**TASK GOAL**
Without leaving out a single line, copy the records exactly.

[Saved entries]
[Start of Attachment]
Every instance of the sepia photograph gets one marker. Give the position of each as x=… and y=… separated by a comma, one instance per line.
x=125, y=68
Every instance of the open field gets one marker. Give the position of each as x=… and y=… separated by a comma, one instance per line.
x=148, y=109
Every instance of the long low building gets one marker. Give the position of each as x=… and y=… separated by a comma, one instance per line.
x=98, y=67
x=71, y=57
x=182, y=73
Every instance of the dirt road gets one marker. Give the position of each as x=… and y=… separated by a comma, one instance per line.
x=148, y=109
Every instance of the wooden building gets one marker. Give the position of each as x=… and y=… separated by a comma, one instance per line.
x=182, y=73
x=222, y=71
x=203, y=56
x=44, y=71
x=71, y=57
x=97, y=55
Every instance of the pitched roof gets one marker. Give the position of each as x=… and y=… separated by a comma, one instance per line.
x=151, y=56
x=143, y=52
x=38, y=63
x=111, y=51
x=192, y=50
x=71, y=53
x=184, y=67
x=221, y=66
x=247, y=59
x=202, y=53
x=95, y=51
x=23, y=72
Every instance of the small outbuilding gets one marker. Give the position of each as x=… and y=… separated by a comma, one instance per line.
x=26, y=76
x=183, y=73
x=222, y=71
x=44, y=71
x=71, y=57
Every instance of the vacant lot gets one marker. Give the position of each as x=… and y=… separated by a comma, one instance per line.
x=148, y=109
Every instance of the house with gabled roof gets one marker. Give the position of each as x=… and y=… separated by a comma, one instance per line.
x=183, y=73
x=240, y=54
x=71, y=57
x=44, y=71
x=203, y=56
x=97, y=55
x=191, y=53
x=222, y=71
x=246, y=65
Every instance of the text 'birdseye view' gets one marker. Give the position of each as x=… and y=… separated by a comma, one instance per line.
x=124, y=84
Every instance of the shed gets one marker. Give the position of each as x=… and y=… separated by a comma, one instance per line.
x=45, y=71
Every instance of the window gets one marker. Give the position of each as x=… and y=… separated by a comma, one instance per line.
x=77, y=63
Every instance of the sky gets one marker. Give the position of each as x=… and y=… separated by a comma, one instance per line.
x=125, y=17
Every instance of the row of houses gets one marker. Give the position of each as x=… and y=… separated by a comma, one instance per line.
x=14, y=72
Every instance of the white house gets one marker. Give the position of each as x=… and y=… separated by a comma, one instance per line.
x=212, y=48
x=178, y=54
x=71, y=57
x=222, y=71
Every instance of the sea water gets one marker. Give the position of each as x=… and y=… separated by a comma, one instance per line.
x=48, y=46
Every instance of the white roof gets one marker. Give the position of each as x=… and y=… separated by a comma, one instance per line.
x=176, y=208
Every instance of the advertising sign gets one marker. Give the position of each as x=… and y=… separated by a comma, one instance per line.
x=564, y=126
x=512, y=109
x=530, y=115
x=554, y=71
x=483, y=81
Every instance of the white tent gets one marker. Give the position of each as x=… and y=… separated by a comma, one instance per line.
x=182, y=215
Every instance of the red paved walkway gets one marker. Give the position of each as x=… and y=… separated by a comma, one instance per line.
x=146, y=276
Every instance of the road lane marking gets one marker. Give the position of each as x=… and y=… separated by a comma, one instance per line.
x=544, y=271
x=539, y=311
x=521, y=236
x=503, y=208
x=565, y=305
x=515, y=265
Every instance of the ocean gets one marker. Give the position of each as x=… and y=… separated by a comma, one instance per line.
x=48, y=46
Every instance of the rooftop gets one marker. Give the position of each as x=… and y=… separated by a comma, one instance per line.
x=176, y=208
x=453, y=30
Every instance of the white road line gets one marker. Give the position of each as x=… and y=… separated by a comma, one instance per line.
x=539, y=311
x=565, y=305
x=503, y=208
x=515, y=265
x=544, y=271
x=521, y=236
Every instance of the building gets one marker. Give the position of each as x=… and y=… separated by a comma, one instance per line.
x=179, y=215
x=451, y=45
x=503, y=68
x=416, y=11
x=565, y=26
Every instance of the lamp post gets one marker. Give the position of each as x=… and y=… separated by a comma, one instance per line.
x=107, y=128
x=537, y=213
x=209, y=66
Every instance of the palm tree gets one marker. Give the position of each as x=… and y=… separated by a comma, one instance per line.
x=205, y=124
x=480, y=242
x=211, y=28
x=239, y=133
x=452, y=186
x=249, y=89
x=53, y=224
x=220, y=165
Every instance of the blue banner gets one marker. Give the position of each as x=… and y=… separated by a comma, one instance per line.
[End of Attachment]
**SOLUTION BELOW**
Every instance of the sepia photograph gets one marker. Give the position of each as x=… and y=… separated by a comma, one instance per line.
x=125, y=68
Every instance of the open field gets one marker. Give the position of each as x=… and y=… separated by a comma, one instance per line.
x=148, y=109
Every instance of the long low building gets one marker. Give the position of each as x=… and y=… separated by a comma, one instance per line.
x=98, y=67
x=71, y=57
x=182, y=73
Every instance of the dirt road gets one marker. Give the position of each as x=… and y=… separated by a comma, one instance per line.
x=148, y=109
Every instance of the wooden building gets one marker. Give the position of each as x=… and y=… separated by a comma, one instance per line.
x=182, y=73
x=222, y=71
x=203, y=56
x=44, y=71
x=71, y=57
x=97, y=55
Every instance of the pitched roof gets one marker. Give the position of each as x=… and y=… separated by a comma, one instance per line.
x=151, y=56
x=143, y=52
x=38, y=63
x=111, y=51
x=192, y=50
x=71, y=53
x=184, y=67
x=221, y=66
x=247, y=59
x=202, y=53
x=95, y=51
x=23, y=72
Every instance of the small outbuilding gets one marker. Give the position of each as x=… and y=… separated by a comma, one instance per line.
x=26, y=76
x=183, y=73
x=222, y=71
x=44, y=71
x=71, y=57
Every instance of the vacant lot gets one marker. Give the position of each as x=… and y=… separated by a comma, one instance per line.
x=148, y=109
Every instance of the house with gabled roof gets one marker. Give the position of each as x=… and y=… separated by a comma, one instance per line.
x=183, y=73
x=240, y=54
x=71, y=57
x=44, y=71
x=203, y=56
x=97, y=55
x=191, y=53
x=222, y=71
x=246, y=65
Every instance of the text 'birdseye view' gets one marker. Give the position of each as x=… and y=… separated by a comma, one instance per line.
x=124, y=84
Every instance of the shed gets one marker. Give the position of each as x=… and y=… separated by a comma, one instance per line.
x=45, y=71
Every instance of the window gets one marker. Give the position of each as x=… and y=… separated by a comma, one instance per line.
x=77, y=63
Every instance of the sky gets one marker. Give the position of each as x=… and y=… separated by a comma, one instance per line.
x=125, y=17
Every instance of the row of houses gets one marker. Give the position of each as x=… and y=… separated by a comma, one instance per line.
x=14, y=72
Every instance of the white house gets one marker. Give the position of each as x=… and y=… separated by a comma, one instance per line.
x=212, y=48
x=178, y=54
x=71, y=57
x=222, y=71
Every instance of the sea water gets one marker. Give the position of each as x=… and y=… separated by a comma, one instance per line.
x=48, y=46
Every instance of the white roof gets one marker. Give the position of each as x=… and y=… separated by a comma, one instance per line.
x=176, y=208
Every instance of the advertising sign gets one marker. Give the position of each as x=… and y=… separated by a comma, one instance per line.
x=564, y=126
x=512, y=109
x=530, y=115
x=554, y=71
x=483, y=81
Every instance of the white tent gets one marker. Give the position of each as x=… and y=… separated by a comma, one instance per line.
x=182, y=215
Every instance of the red paved walkway gets one marker. Give the position of each as x=… and y=… separated by a comma, one instance per line.
x=146, y=276
Every instance of the road lane marking gets one marker. Give the position of each as x=… and y=… separated by a comma, one instance per line.
x=544, y=271
x=539, y=311
x=521, y=236
x=503, y=208
x=565, y=305
x=515, y=265
Every instance of the ocean gets one marker. Give the position of each as x=… and y=… separated by a comma, one instance per line.
x=48, y=46
Every instance of the rooftop gets one marker. Give the position of each as x=… and y=… separated by a comma, one instance per line.
x=176, y=208
x=453, y=30
Every instance of the white road line gets one marker. Give the position of each as x=… and y=… separated by a comma, one instance per line.
x=539, y=311
x=565, y=305
x=503, y=208
x=515, y=265
x=544, y=271
x=521, y=236
Every instance of the building gets one marker. Give the position of each as x=… and y=… separated by a comma, one instance per line.
x=179, y=215
x=451, y=45
x=503, y=68
x=416, y=11
x=565, y=26
Every instance of the lamp post gets one marker. Give the position of each as x=… and y=… separated by a comma, one instance per line.
x=107, y=128
x=537, y=213
x=209, y=66
Every instance of the palm tree gets one marker. Give the position of each as x=… and y=… separated by a comma, one instance per line.
x=205, y=124
x=480, y=242
x=211, y=28
x=239, y=133
x=452, y=186
x=249, y=89
x=53, y=224
x=220, y=165
Every instance of the blue banner gets one marker. Give the position of each as x=… and y=… separated by a comma, one instance per line.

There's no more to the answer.